> [EXERCISE BRIEF] Find the number of lines containing the string "every" in the data. Answer with the number by itself.

# # # # #

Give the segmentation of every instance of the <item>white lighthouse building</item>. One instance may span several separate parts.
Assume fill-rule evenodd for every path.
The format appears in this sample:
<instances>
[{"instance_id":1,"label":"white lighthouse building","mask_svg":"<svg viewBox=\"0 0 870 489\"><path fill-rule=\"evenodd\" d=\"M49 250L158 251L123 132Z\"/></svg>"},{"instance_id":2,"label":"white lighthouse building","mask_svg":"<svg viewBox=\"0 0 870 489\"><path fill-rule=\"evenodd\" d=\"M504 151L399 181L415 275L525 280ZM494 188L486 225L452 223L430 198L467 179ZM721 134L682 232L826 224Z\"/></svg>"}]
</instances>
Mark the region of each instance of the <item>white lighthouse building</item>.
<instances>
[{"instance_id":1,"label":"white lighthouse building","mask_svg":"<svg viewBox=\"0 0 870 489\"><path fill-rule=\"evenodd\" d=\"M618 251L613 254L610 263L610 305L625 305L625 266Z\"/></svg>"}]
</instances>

# # # # #

> [WRITTEN ANSWER] 2